For each statement, say yes or no to whether the forum thread on matrices supports it, and quote the thread's exact deciding words: (a) P must be invertible; (b) Showcase_22 identifies $\lambda_1$ and $\lambda_2$ as eigenvalues; (c) the first post was made at 10:56 AM.

• **Extracted text**
※

Matrices

**Showcase_22** · October 23rd 2008, 10:49 AM

Suppose A and P are n x n matrices, and that P is invertible, and n is a positive integer. Show that $(P^{-1}AP)^n=P^{-1}A^n P$

I think i've sort of got this. I just want someone to check what i've done.

$P^{-1}AP=\begin{pmatrix} {\lambda_1}&{0}\\ {0}&{\lambda_2} \end{pmatrix}$

Where $\lambda_1$ and $\lambda_2$ are eigenvalues.

Therefore $(P^{-1}AP)^n=\begin{pmatrix} {\lambda_1}&{0}\\ {0}&{\lambda_2} \end{pmatrix}^n=\begin{pmatrix} {\lambda_1^n}&{0}\\ {0}&{\lambda_2^n} \end{pmatrix}$

$P^{-1}A^nP=\begin{pmatrix} {\lambda_1^n}&{0}\\ {0}&{\lambda_2^n} \end{pmatrix}$

and since they are the same then the proof is complete.

Is this right?

**Moo** · October 23rd 2008, 10:56 AM

Hello !!

Originally Posted by Showcase_22

$P^{-1}A^nP=\begin{pmatrix} {\lambda_1^n}&{0}\\ {0}&{\lambda_2^n} \end{pmatrix}$

And how do you know this ??

※

• **Data excerpts**
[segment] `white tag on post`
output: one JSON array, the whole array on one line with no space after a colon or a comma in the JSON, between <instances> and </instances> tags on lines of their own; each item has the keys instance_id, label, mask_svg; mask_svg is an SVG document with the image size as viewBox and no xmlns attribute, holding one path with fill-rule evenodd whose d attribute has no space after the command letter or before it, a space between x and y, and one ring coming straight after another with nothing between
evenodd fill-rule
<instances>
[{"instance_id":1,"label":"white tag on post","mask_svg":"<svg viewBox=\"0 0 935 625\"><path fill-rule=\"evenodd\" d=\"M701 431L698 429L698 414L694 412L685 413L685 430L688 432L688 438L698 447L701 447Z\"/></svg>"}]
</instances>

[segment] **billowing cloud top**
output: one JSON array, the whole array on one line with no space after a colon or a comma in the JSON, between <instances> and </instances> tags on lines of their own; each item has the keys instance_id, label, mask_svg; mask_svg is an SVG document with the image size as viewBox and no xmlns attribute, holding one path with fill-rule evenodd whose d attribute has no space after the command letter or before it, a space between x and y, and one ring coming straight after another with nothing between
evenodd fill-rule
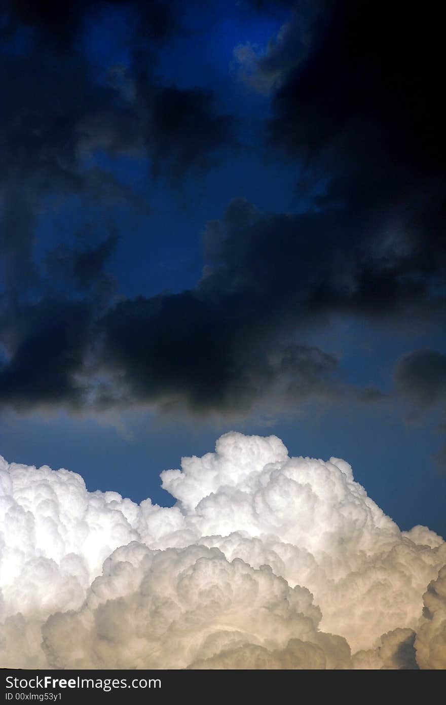
<instances>
[{"instance_id":1,"label":"billowing cloud top","mask_svg":"<svg viewBox=\"0 0 446 705\"><path fill-rule=\"evenodd\" d=\"M0 468L3 666L446 667L446 544L344 460L225 434L161 474L171 508Z\"/></svg>"}]
</instances>

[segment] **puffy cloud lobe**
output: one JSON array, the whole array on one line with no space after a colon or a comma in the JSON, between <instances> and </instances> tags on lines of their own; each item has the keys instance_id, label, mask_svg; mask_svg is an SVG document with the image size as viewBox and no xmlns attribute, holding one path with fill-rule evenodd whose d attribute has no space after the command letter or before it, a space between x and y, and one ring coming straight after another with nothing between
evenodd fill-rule
<instances>
[{"instance_id":1,"label":"puffy cloud lobe","mask_svg":"<svg viewBox=\"0 0 446 705\"><path fill-rule=\"evenodd\" d=\"M0 478L4 665L446 666L446 544L400 532L344 460L228 433L161 474L171 508L65 470Z\"/></svg>"}]
</instances>

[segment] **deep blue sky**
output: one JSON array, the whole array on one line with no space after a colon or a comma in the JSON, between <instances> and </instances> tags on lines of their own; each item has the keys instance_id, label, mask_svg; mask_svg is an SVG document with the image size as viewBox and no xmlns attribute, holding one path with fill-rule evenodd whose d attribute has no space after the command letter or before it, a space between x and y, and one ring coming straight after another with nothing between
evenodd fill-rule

※

• **Task output**
(a) Yes: "and that P is invertible"
(b) Yes: "Where $\lambda_1$ and $\lambda_2$ are eigenvalues."
(c) No: "October 23rd 2008, 10:49 AM"